Collected data entries |
○ ○ ○ ○ ○ ○ ○

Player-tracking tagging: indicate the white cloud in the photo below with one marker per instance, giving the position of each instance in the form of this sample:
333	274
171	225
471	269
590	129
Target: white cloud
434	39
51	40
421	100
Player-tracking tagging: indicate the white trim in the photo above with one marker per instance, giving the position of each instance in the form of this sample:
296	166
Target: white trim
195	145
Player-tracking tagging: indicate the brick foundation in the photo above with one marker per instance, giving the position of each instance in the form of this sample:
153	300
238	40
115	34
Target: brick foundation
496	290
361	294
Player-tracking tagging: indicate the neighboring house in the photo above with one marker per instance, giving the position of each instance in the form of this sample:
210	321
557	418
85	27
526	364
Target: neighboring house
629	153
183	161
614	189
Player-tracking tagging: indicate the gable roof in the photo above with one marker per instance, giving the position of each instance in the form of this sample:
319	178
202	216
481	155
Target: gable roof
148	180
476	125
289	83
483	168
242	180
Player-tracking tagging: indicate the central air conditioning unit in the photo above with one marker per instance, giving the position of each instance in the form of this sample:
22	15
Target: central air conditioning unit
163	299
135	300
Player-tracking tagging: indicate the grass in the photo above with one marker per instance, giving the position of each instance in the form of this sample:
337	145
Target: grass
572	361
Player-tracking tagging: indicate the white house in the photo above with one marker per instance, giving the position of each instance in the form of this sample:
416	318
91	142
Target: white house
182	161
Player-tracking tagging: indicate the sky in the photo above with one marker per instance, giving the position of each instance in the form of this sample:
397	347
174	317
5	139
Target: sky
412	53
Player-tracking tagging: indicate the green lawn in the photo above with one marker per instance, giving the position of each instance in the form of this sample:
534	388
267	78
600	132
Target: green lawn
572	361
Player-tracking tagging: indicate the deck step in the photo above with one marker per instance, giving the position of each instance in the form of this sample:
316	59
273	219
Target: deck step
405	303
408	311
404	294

○ ○ ○ ○ ○ ○ ○

Exercise details |
Retype all of the entries above line for line, changing nothing.

The result |
Player-tracking tagging: indicate the white cloud in the photo below with one marker per instance, giving the position of each instance in the form of this sample:
333	274
171	225
471	269
590	129
Target: white cloud
434	39
51	40
421	100
Player-tracking tagging: indicate the white trim in the photo above with one marker per instance, giving the position of each instance in the form of this sample:
296	166
Target: white trim
195	145
Player-tracking tagging: indicate the brick foundation in the photo above with one marker per instance, giving the position of each instance in the form of this sample:
153	300
238	40
115	34
Target: brick foundation
496	290
361	294
Player-tracking tagging: indicate the neighboring house in the photo above with one marker per instance, giving the position of each instance in the form of this sample:
210	321
557	418
85	27
526	364
Target: neighboring house
629	153
183	161
614	189
Player-tracking tagging: indicate the gable roof in the photo above with one marker per instance, giving the position of each instance in the form of this sample:
319	178
202	216
481	155
Target: gable roof
148	180
476	125
289	83
483	168
242	180
Player-tracking tagging: indicate the central air conditioning unit in the photo above with one marker per instance, giving the position of each instance in the form of this sample:
22	15
Target: central air conditioning unit
163	299
135	300
Player-tracking tagging: indicate the grass in the photo above with one marker per instance, giving the position of each instance in the form of this sample:
337	145
Target: grass
572	361
Player-tracking tagging: indicate the white house in the photo above with one marker per instance, giving the position of each instance in the form of this sample:
416	318
91	142
Target: white house
182	161
Player-tracking tagging: indicate the sky in the photo above with one marker per instance, giving the position of each instance in the form of this sample:
397	347
174	317
5	139
Target: sky
412	53
Player-tracking tagging: indicate the green lawn in the photo above with one marker per instance, giving the position of each instance in the form of this sample:
534	388
267	78
600	132
Target: green lawn
572	361
Player-tracking tagging: indicate the deck step in the photo above with one marker per instance, giving the position of each instance in the form of this sample:
316	59
273	219
Target: deck step
405	303
408	311
404	294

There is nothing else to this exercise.